# INSTRUCCIONES
a – Según el fragmento, ¿quién fue el primero en afirmar públicamente que la caída del avión pudo deberse a un atentado?
b – Reproduzca sin ninguna alteración el tramo del fragmento que va desde "Los investigadores oficiales" hasta "Exteriores de Canadá.".

La posibilidad de un atentado se barajó desde el primer momento. El primero en decirlo públicamente fue Mike Ramsdem, redactor jefe de la revista Flight International y uno de los principales expertos ingleses en desastres aéreos: “La explosión de una bomba es la causa más probable para que un avión como este Jumbo, con un gran récord de seguridad y que ha salido airoso de grandes daños en el pasado, haya sufrido una catástrofe tan repentina y tan completa”, dijo.
Los investigadores oficiales no podían admitirlo todavía, pero también estaban considerando la misma hipótesis, que iba tomando más fuerza. No podían dejar de lado el contexto en que había ocurrido la caída del avión: en las últimas semanas se había producido una cadena de atentados contra aeronaves comerciales y aeropuertos, incluso el secuestro de tres aviones, y ese mismo día, en Tokio, había estallado una bomba oculta en el equipaje de un avión de Canadian Pacific que acababa de ser descargado. Con este último caso había una llamativa coincidencia: tanto el vuelo de Air India como el de Canadian Pacific habían despegado el mismo día desde aeropuertos canadienses. “Si, como pensamos, la tragedia del Boeing 747 indio es producto de un atentado, no podemos descartar un vínculo entre los dos hechos”, declaró en Otawa Sean Brady, vocero del Ministerio de Relaciones Exteriores de Canadá.
Las llamadas y la caja negra
A mediodía del 24 de junio, un periodista de The New York Times atendió una llamada. Del otro lado de la línea, un hombre con definida pronunciación británica que se identificó como integrante de un desconocido “Décimo Regimiento de la Federación de Estudiantes Sikhs”, se adjudicó el atentado contra el vuelo 182. Una hora más tarde, presuntamente el mismo hombre, llamó también a The New York Post con el mismo mensaje.
Los mensajes eran creíbles, porque desde el año anterior las relaciones de los Sikhs –una secta religiosa con un proyecto político autonomista- con el gobierno central indio se venían recalentando de manera notable, con atentados en el país y una feroz represión por parte de las autoridades. Era una posibilidad que no cabía descartar. Fue entonces que el primer ministro indio, Rajiv Gandhi, admitió la posibilidad de que se tratara de un atentado con explosivos y lanzó una advertencia a los gobiernos de Canadá, Gran Bretaña y los Estados Unidos, tradicionales refugios de disidentes sikhs. “Espero que esto sirva de lección y que las autoridades de los países donde se han refugiado ciertos extremistas se muestran ahora más firmes con ellos”, dijo.

# DATOS SIN PROCESAR

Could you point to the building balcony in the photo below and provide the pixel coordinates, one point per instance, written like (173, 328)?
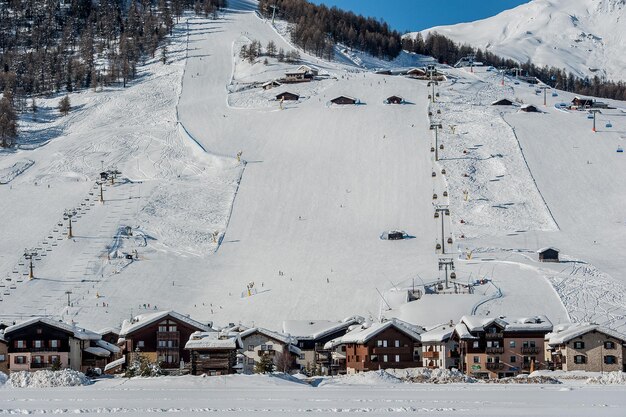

# RESULTADOS POR TAREA
a – Mike Ramsdem, redactor jefe de la revista Flight International.

b –
Los investigadores oficiales no podían admitirlo todavía, pero también estaban considerando la misma hipótesis, que iba tomando más fuerza. No podían dejar de lado el contexto en que había ocurrido la caída del avión: en las últimas semanas se había producido una cadena de atentados contra aeronaves comerciales y aeropuertos, incluso el secuestro de tres aviones, y ese mismo día, en Tokio, había estallado una bomba oculta en el equipaje de un avión de Canadian Pacific que acababa de ser descargado. Con este último caso había una llamativa coincidencia: tanto el vuelo de Air India como el de Canadian Pacific habían despegado el mismo día desde aeropuertos canadienses. “Si, como pensamos, la tragedia del Boeing 747 indio es producto de un atentado, no podemos descartar un vínculo entre los dos hechos”, declaró en Otawa Sean Brady, vocero del Ministerio de Relaciones Exteriores de Canadá.